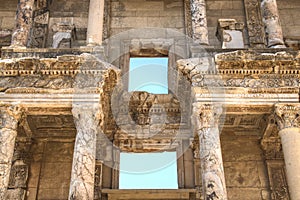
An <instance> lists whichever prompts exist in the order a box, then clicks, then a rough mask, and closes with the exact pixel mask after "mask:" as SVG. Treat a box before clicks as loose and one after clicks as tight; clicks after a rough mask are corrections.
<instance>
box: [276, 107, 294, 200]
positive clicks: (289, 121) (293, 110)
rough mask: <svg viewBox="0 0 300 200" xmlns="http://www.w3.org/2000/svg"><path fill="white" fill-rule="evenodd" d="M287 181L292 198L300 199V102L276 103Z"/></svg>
mask: <svg viewBox="0 0 300 200" xmlns="http://www.w3.org/2000/svg"><path fill="white" fill-rule="evenodd" d="M275 116H276V120H277V124H278V126H279V136H280V138H281V143H282V149H283V156H284V162H285V167H286V175H287V183H288V187H289V193H290V196H291V199H292V200H297V199H300V190H299V188H300V181H299V180H300V171H299V169H300V149H299V147H300V104H299V103H294V104H276V105H275Z"/></svg>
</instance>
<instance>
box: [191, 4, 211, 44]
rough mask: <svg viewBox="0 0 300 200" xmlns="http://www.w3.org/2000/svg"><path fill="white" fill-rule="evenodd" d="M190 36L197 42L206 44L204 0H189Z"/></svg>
mask: <svg viewBox="0 0 300 200" xmlns="http://www.w3.org/2000/svg"><path fill="white" fill-rule="evenodd" d="M191 14H192V37H193V39H194V41H195V42H196V43H198V44H203V45H208V29H207V19H206V2H205V0H191Z"/></svg>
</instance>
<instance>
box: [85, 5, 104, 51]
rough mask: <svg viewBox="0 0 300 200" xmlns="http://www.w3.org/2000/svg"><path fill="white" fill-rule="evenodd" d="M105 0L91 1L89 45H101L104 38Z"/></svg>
mask: <svg viewBox="0 0 300 200" xmlns="http://www.w3.org/2000/svg"><path fill="white" fill-rule="evenodd" d="M103 21H104V0H90V7H89V18H88V28H87V45H101V44H102V38H103Z"/></svg>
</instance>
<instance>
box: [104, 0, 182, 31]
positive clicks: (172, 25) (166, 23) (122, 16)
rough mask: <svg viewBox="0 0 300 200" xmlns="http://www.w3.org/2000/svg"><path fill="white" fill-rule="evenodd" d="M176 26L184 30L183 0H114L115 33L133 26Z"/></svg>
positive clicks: (165, 26) (124, 30) (113, 22)
mask: <svg viewBox="0 0 300 200" xmlns="http://www.w3.org/2000/svg"><path fill="white" fill-rule="evenodd" d="M145 27H158V28H176V29H178V30H182V31H184V7H183V1H182V0H173V1H172V0H122V1H121V0H112V1H111V30H110V35H115V34H117V33H120V32H122V31H126V30H129V29H132V28H145Z"/></svg>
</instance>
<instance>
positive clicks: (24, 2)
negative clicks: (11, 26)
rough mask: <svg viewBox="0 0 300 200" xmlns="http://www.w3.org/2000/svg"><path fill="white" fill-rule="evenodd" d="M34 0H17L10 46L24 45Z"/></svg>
mask: <svg viewBox="0 0 300 200" xmlns="http://www.w3.org/2000/svg"><path fill="white" fill-rule="evenodd" d="M34 2H35V1H34V0H19V3H18V8H17V15H16V16H17V17H16V22H17V23H16V28H15V30H14V32H13V34H12V41H11V47H26V46H27V44H28V39H29V36H30V29H31V26H32V17H33V8H34Z"/></svg>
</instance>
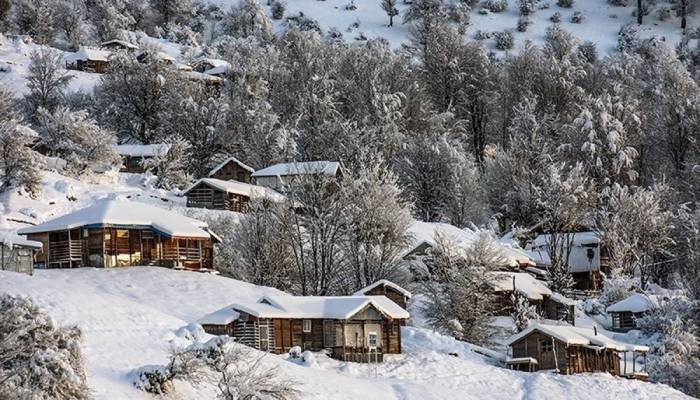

Task to complete: Reproduce the entries from their start through the line holding "181L292 198L300 199V102L276", inclusive, substituting "coarse mask" for every "rough mask" and changing nothing else. Leave the pictures out.

Response for this exercise:
An <instance> lists whichever prompts exist in the order a box, then clicks, then a coarse mask, and closes with the exact pixel mask after "mask:" as SVG. Treat a box before clicks as loose and one after clicks as tight; clicks after a coarse mask are corrections.
<instance>
box: [276, 107, 294, 200]
positive clicks: (289, 121) (293, 110)
coarse mask: <svg viewBox="0 0 300 200" xmlns="http://www.w3.org/2000/svg"><path fill="white" fill-rule="evenodd" d="M287 181L292 198L300 199V102L276 103Z"/></svg>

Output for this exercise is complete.